▶ **Extrait choisi**:
********

Mais à quoi ressemblait Cléopâtre ? Cette question, même les plus grands spécialistes de la reine égyptienne n’ont pas réellement la réponse. Pourtant, depuis que Netflix a dévoilé la bande-annonce d’une série documentaire à son sujet, toute l’attention s’est focalisée sur cette interrogation. La raison : la productrice de la série « Queen Cleopatra », Jada Pinkett Smith, a choisi Adele James, une actrice noire, pour l’incarner.

De quoi s’attirer les foudres de certains qui accusent Netflix de « cancel culture » ou de vouloir « réécrire l’histoire », en dépeignant Cléopâtre sous les traits d’une personne noire. Une pétition a même vu le jour pour demander l’annulation de la série. Elle réunissait dimanche plus de 14 000 signatures.

Mais les spécialistes ne sont pas tous d’accord sur l’apparence qu’avait l’Égyptienne aux origines grecques. Des doutes subsistent notamment sur son ascendance.

Ce qu’il reste d’il y a 2000 ans pour définir le physique de Cléopâtre est assez maigre. « Les textes ne disent pratiquement rien de son aspect physique, insistait notamment en mars 2021 Maurice Sartre, professeur émérite à l’université de Tours, spécialiste de l’Antiquité et du monde romain oriental, auprès du magazine Géo. Les pièces de monnaie sont un document archéologique sur lequel on peut se fonder, même si le portrait peut être totalement fictif. »

********

▶ **Données brutes**:
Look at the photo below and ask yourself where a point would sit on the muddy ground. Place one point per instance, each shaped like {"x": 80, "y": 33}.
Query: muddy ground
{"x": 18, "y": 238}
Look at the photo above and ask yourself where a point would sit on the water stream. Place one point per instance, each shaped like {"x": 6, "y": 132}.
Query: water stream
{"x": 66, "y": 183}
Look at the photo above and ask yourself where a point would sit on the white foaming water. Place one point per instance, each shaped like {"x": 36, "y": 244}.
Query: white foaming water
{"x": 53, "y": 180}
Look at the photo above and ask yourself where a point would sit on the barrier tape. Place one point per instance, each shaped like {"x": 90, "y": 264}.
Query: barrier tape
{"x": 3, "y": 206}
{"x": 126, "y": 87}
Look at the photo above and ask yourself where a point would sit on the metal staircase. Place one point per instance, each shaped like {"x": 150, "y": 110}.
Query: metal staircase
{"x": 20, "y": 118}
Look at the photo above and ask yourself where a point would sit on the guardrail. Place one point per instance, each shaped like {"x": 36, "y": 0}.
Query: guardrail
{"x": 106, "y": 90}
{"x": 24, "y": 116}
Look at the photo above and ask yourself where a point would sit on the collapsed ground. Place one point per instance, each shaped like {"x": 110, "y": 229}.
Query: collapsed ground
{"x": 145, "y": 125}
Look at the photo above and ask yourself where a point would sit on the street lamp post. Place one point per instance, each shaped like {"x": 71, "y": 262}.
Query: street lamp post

********

▶ **Objectif de la tâche**: Recopiez, s'il vous plaît, le passage de l'extrait sur Cléopâtre allant de « De quoi s’attirer » à « 14 000 signatures. ». Les entrées ci-dessus proviennent d'une source distincte.

▶ **Bonne réponse**:
De quoi s’attirer les foudres de certains qui accusent Netflix de « cancel culture » ou de vouloir « réécrire l’histoire », en dépeignant Cléopâtre sous les traits d’une personne noire. Une pétition a même vu le jour pour demander l’annulation de la série. Elle réunissait dimanche plus de 14 000 signatures.